◆ Texto de origem
((

Desbravar é preciso Profissionais ligados ao teatro em Pernambuco encaram a missão de descentralizar a atividade cênica no estado e criam espaços em regiões periféricas pouco familiarizadas com o segmento artístico

texto: ISABELLE BARROS
isabelle.barros@diariodepernambuco.com.br

Publicação: 17/02/2018 03:00

A grande concentração de casas de espetáculos, sejam elas tradicionais ou “alternativas”, no centro da cidade, tornou-se uma característica acentuada no cenário teatral do Recife. Quando acontecem espetáculos e intervenções nos subúrbios da capital pernambucana ou nas cidades da Região Metropolitana, as ações são, em sua maioria, pontuais. Mesmo assim, há grupos e artistas que investem tempo e energia em fincar suas sedes em locais onde o teatro e a dança são lembranças muito distantes. Eles lidam com falta de dinheiro, um esforço dobrado para terem suas ações conhecidas, mas procuram soluções e parcerias para continuar existindo.

O início da atividade desses grupos está, muitas vezes, intimamente ligado à falta de espaços para ensaios ou à falta de pautas para apresentar suas criações. O diretor Luiz Manuel, integrante do Coletivo Caverna, recorreu, literalmente, a uma solução caseira para driblar as dificuldades no seu trabalho. Ele ocupou uma casa em Ouro Preto, Olinda, que era do seu pai, e fez dela sua morada e local de criação que funciona de forma totalmente independente.

Antes reservado para as atividades de seus oito integrantes, o coletivo fez uma reforma em suas instalações e começou a abrir espaço para ações como oficinas e parcerias com outros grupos de teatro. Para Luiz, é hora de encarar  de forma otimista esse impulso de descentralização. “Queremos aproveitar essa oportunidade para fomentar ações no bairro e formar crianças e adolescentes. Temos um lugar grande, com uma boa acústica, então podemos ensaiar vários formato de espetáculo. No futuro, a ideia é criar uma ilha de edição e produzir cada vez mais arte. Quero ceder a casa totalmente para o coletivo e fazer do primeiro andar, onde moro atualmente, um local de residências artísticas”, afirma.

Também em Olinda, o Galpão dos Sonhos, no bairro de Santa Tereza, trava uma luta diária para manter suas portas abertas. O local foi aberto pelo contador Irineu Correia, que participa há anos da vida teatral da Cidade Patrimônio. Segundo Andréa Veruska, integrante do Coletivo Nexto e, atualmente, uma das gestoras, o local serve para movimentar o ambiente artístico da cidade. “Aqui em Olinda não havia nenhum espaço cultural voltado para as artes cênicas em atividade. Todas as opções de teatro estão no Recife”.

A aprovação no edital do Funcultura 2018 para a reforma do espaço deve dar um novo fôlego ao Galpão dos Sonhos. “O galpão é mantido com o dinheiro de Irineu, a partir do sonho dele. Estamos, eu e Wagner Montenegro, desde 2014 nesta equipe, e agora vamos ter uma estrutura menos distante do ideal para atender à comunidade. Também vamos poder intensificar a cessão do espaço para outros grupos ensaiarem e também realizar apresentações”.

))

◆ Dados registrados
((

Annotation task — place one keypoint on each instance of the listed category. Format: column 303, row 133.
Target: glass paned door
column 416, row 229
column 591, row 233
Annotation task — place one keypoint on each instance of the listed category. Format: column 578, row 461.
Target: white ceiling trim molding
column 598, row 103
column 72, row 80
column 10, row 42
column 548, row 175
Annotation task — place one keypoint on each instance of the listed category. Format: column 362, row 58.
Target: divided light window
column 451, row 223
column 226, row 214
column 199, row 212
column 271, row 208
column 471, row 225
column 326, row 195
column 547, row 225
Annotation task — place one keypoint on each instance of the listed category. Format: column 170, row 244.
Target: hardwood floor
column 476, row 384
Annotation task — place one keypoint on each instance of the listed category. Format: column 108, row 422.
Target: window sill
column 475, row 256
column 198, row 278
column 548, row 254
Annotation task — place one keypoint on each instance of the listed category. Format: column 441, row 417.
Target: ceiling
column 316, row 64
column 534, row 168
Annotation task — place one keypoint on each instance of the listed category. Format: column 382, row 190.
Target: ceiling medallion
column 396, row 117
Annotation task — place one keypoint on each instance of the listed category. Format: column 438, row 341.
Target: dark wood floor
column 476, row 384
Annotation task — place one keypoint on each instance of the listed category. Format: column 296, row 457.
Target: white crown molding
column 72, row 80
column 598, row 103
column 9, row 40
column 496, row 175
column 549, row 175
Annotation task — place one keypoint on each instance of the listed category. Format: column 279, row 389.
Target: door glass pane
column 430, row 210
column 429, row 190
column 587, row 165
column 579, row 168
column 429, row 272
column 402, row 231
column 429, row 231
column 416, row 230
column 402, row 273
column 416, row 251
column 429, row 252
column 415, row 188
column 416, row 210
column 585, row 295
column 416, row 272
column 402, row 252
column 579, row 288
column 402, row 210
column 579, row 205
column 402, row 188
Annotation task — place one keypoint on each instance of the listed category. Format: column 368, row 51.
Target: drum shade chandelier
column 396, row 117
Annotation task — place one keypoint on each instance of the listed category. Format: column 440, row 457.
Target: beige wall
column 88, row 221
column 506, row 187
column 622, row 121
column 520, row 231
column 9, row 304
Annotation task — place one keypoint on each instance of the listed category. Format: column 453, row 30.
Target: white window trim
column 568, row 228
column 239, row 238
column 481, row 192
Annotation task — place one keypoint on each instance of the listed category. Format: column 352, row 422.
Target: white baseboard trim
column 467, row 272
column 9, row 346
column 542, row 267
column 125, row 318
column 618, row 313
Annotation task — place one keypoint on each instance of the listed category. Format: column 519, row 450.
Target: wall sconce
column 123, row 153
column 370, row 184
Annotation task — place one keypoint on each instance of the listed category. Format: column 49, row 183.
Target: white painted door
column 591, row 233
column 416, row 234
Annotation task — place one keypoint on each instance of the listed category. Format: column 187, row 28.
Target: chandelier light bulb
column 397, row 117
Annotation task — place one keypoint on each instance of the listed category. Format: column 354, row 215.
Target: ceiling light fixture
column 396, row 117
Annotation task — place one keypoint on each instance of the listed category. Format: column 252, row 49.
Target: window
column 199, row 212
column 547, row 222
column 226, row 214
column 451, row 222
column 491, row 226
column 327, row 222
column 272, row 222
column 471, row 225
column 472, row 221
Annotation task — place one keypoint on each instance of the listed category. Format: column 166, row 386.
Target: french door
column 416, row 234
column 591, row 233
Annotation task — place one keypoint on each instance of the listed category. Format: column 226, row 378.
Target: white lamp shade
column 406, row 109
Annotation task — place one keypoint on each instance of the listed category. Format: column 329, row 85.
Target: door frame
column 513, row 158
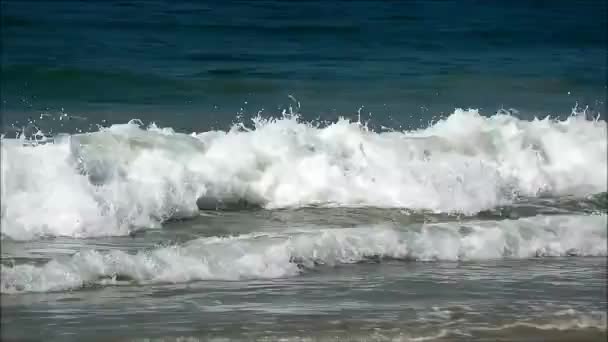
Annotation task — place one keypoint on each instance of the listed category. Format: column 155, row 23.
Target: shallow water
column 240, row 206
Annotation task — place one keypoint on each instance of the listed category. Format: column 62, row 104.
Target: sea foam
column 290, row 252
column 125, row 177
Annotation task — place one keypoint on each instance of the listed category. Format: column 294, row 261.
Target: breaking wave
column 276, row 255
column 125, row 177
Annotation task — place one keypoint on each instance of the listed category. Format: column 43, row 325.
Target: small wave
column 124, row 177
column 260, row 255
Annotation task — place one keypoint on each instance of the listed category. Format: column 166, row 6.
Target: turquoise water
column 193, row 66
column 178, row 171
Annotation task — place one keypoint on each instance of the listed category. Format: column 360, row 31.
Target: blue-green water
column 193, row 65
column 231, row 218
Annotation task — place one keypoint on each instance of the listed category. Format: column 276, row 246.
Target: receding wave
column 125, row 177
column 276, row 255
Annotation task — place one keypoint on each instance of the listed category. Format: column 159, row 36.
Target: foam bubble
column 124, row 177
column 276, row 255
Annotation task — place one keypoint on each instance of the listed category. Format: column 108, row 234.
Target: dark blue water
column 195, row 65
column 488, row 228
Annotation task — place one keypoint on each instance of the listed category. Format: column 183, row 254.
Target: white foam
column 283, row 254
column 138, row 178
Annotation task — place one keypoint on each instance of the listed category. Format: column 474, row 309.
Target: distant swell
column 124, row 177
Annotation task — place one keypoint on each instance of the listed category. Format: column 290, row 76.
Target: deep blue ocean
column 303, row 170
column 194, row 65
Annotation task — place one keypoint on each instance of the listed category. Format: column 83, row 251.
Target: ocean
column 303, row 170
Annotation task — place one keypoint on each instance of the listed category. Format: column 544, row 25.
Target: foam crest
column 125, row 177
column 289, row 253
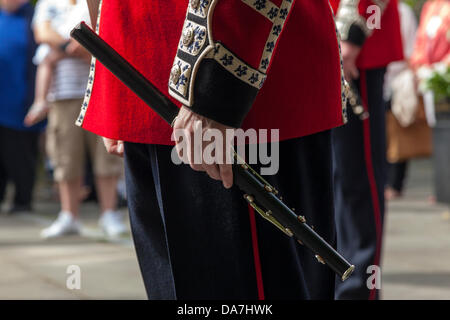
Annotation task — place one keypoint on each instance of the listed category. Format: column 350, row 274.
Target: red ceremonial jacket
column 379, row 46
column 214, row 56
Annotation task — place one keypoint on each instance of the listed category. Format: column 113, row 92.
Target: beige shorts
column 67, row 145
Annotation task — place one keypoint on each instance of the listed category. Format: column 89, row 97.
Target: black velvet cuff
column 356, row 35
column 220, row 96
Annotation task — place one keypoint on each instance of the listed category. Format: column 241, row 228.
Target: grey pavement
column 416, row 260
column 416, row 256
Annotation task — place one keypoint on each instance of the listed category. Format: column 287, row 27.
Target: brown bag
column 405, row 143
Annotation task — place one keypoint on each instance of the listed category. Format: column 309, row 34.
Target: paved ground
column 416, row 262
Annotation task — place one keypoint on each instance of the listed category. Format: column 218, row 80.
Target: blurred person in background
column 433, row 36
column 431, row 61
column 67, row 144
column 18, row 144
column 371, row 39
column 399, row 72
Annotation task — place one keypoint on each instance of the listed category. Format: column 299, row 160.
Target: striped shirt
column 70, row 74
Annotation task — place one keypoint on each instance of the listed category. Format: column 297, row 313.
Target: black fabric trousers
column 18, row 160
column 196, row 240
column 359, row 156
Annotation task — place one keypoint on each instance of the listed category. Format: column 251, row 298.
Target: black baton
column 258, row 192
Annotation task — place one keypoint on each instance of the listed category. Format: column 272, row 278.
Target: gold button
column 188, row 36
column 194, row 4
column 175, row 73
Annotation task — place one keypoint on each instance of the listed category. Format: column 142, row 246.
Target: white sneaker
column 65, row 224
column 112, row 223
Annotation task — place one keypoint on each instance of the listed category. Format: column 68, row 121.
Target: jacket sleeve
column 224, row 54
column 352, row 18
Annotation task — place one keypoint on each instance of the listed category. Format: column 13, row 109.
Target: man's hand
column 192, row 125
column 350, row 53
column 114, row 146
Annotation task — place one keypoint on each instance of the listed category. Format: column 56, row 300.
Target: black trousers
column 18, row 159
column 359, row 155
column 196, row 240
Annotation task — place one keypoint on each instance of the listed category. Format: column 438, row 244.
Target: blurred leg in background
column 18, row 159
column 396, row 179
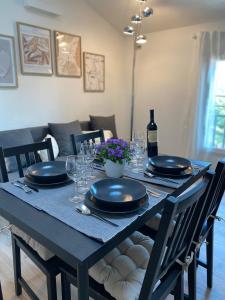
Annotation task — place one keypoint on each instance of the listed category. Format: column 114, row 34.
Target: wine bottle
column 152, row 136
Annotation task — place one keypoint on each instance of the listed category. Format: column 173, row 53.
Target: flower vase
column 114, row 169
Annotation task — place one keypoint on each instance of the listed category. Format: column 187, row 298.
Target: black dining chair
column 168, row 255
column 86, row 138
column 205, row 230
column 20, row 241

))

◆ Tarefas
#1 Segundo a reportagem sobre o teatro em Pernambuco, quem abriu o Galpão dos Sonhos?
#2 Dê continuidade à reportagem sobre o teatro em Pernambuco a partir do ponto em que ela termina.
A listagem é um material à parte, sem relação com a reportagem.

◆ Respostas por tarefa
#1 O contador Irineu Correia.

#2
As dificuldades para se manter um espaço alternativo em um bairro distante do centro geográfico da cidades podem se avolumar de tal forma que fica impossível continuar. Essa experiência foi vivida pela Trupe Artemanha, que alugou este ano um espaço na Várzea, Zona Oeste do Recife, intitulado Galpão CITTA, mas o entregou em outubro. “Escolhemos a localidade por conta de seu movimento cultural e pela proximidade da Universidade Federal de Pernambuco (UFPE). Em São Paulo, ocupamos um imóvel no bairro do Campo Limpo, também longe do centro, pois temos essa política de não ceder à especulação imobiliária. Ensaiávamos o dia inteiro e queríamos abrir o espaço para oficinas e palestras”.

As atividades do grupo foram transferidas de São Paulo para o Recife em 2016 e seu fundador, Luciano Santiago, fala da frustração de ficar sem espaço para ensaiar e se apresentar. O local chegou a abrigar a temporada do espetáculo mais recente da trupe, Hamlet fragmentado?. “Ao ocupar o local, descobrimos que teríamos de gastar um dinheiro considerável com reformas e ainda precisávamos de um tempo para o grupo se tornar conhecido. Recuamos diante dos gastos de manter nossas atividades e ainda pagar as contas do espaço. No Recife, não existe uma política pública para a manutenção de grupos, algo muito prejudicial para o setor. Precisamos de um lugar para fazer uma pesquisa continuada. Isso não se consegue sem estrutura. Por isso, queremos estabelecer parcerias com outros grupos e encontrar formas de continuar nosso trabalho”.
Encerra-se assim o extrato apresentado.